## Stated task
Put every line of these rows into a JSON list of strings, one string per line, skipping blank lines. Leave the pictures out.
***** Data for this exercise *****
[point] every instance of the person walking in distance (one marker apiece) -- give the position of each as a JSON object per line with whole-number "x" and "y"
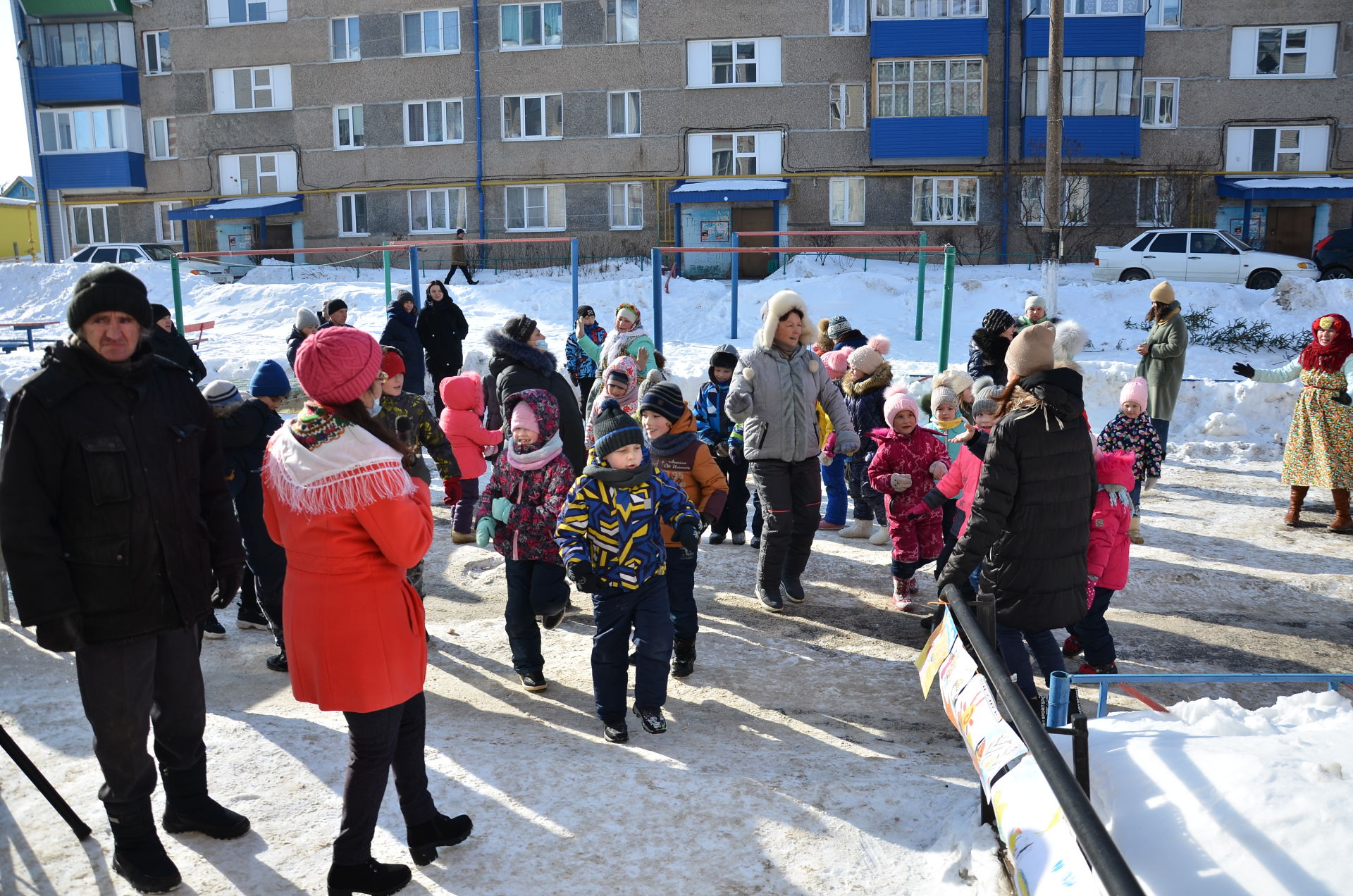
{"x": 117, "y": 523}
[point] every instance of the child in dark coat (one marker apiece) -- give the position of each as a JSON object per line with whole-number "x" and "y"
{"x": 610, "y": 537}
{"x": 517, "y": 511}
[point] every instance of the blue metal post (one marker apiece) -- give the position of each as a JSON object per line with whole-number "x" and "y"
{"x": 658, "y": 298}
{"x": 573, "y": 263}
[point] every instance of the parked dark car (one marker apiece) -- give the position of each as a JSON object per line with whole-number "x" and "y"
{"x": 1335, "y": 255}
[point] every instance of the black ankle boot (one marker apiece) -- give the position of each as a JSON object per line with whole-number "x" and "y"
{"x": 426, "y": 837}
{"x": 190, "y": 809}
{"x": 137, "y": 853}
{"x": 370, "y": 878}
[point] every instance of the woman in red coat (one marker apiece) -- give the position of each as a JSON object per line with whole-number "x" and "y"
{"x": 340, "y": 499}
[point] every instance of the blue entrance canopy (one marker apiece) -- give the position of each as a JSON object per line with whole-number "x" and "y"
{"x": 244, "y": 207}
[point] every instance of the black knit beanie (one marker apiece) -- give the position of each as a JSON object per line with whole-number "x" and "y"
{"x": 613, "y": 430}
{"x": 520, "y": 328}
{"x": 666, "y": 399}
{"x": 109, "y": 289}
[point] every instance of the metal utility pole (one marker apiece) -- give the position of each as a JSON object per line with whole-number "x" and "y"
{"x": 1053, "y": 158}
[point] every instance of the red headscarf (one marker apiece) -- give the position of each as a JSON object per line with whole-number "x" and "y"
{"x": 1328, "y": 358}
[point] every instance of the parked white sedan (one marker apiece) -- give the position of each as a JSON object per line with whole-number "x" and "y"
{"x": 1198, "y": 255}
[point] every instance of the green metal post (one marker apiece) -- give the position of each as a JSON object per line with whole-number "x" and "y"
{"x": 950, "y": 254}
{"x": 178, "y": 292}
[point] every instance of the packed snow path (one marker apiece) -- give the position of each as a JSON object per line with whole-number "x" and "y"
{"x": 798, "y": 759}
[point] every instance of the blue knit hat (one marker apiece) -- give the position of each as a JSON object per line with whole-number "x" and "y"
{"x": 613, "y": 430}
{"x": 270, "y": 380}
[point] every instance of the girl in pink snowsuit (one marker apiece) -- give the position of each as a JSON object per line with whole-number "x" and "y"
{"x": 906, "y": 466}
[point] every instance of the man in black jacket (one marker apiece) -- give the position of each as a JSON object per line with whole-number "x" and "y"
{"x": 117, "y": 524}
*****
## Full response
[
  "[point] every instance of the person walking in distance (one marker apiece) -- give the position of each as a JSON object per line with whole-number \"x\" and \"y\"",
  "{\"x\": 117, \"y\": 523}",
  "[point] every instance of the child in dark coat (one marker apiece) -- give the position of each as a JSON object per line with whole-number \"x\" and \"y\"",
  "{\"x\": 610, \"y\": 537}",
  "{\"x\": 517, \"y\": 511}",
  "[point] every instance of the blue metal post (one marker apiece) -- give the position of each as a JSON object per line with whole-number \"x\" and \"y\"",
  "{\"x\": 658, \"y\": 298}",
  "{\"x\": 573, \"y\": 263}",
  "[point] every instance of the parked dark car (one marker apiece) -- give the position of each as a JSON object per line with whole-number \"x\" and \"y\"",
  "{\"x\": 1335, \"y\": 255}",
  "[point] every instance of the black ankle boot (one marker apiece) -- give the position of each as a JSON object per line with whole-number \"x\" and \"y\"",
  "{\"x\": 426, \"y\": 837}",
  "{\"x\": 190, \"y\": 809}",
  "{\"x\": 137, \"y\": 853}",
  "{\"x\": 370, \"y\": 878}",
  "[point] every instance of the woman in red coat (one marker apiece) -- give the position of each as a JSON object per line with whole-number \"x\" and \"y\"",
  "{\"x\": 340, \"y\": 499}",
  "[point] every instance of the blue entrance canopy (one marker apiece) -- give the position of each as a JSON object per line with whole-number \"x\" and \"y\"",
  "{\"x\": 244, \"y\": 207}",
  "[point] every instance of the black knit beanie (one marker apiece) -- give the position of each as a JSON object per line with whole-number \"x\" and \"y\"",
  "{\"x\": 613, \"y\": 430}",
  "{\"x\": 520, \"y\": 328}",
  "{\"x\": 666, \"y\": 399}",
  "{\"x\": 109, \"y\": 289}",
  "[point] every instance of the metal utility pole (one marker apiece) -- give the position of each as a JSON object per line with whole-number \"x\" and \"y\"",
  "{\"x\": 1053, \"y\": 158}",
  "[point] every instance of the red headscarf (one marker apiece) -- give the position of each as a JSON object per line with whole-number \"x\" and \"y\"",
  "{\"x\": 1328, \"y\": 358}",
  "[point] every instance of the parked white sedan (one marker apiece) -- give the position of each as a JSON object per line with whole-number \"x\" and \"y\"",
  "{\"x\": 1198, \"y\": 255}",
  "[point] every instance of the green metal post (one marker apiece) -- give the position of each as a JSON object per line with whole-number \"x\" and \"y\"",
  "{\"x\": 950, \"y\": 254}",
  "{\"x\": 178, \"y\": 292}",
  "[point] every instance of the packed snow path (one marker apiece) -- give the position of each as a JSON object per line with whole-number \"x\" and \"y\"",
  "{\"x\": 798, \"y\": 759}",
  "[point] every instance of the blue knit hat (one marker apiece) -- give the position of each as a JSON object per line with whole-number \"x\" and \"y\"",
  "{\"x\": 613, \"y\": 430}",
  "{\"x\": 270, \"y\": 380}",
  "[point] every instance of the girl in pink snowsuit (one marker apiece) -- give the position of each as a JSON object per line with whole-number \"x\" and \"y\"",
  "{\"x\": 906, \"y\": 466}",
  "[point] every instance of the man in black jacket (one marker apiece) -- give the position of each as a JSON object per line with whole-number \"x\" and \"y\"",
  "{\"x\": 117, \"y\": 524}"
]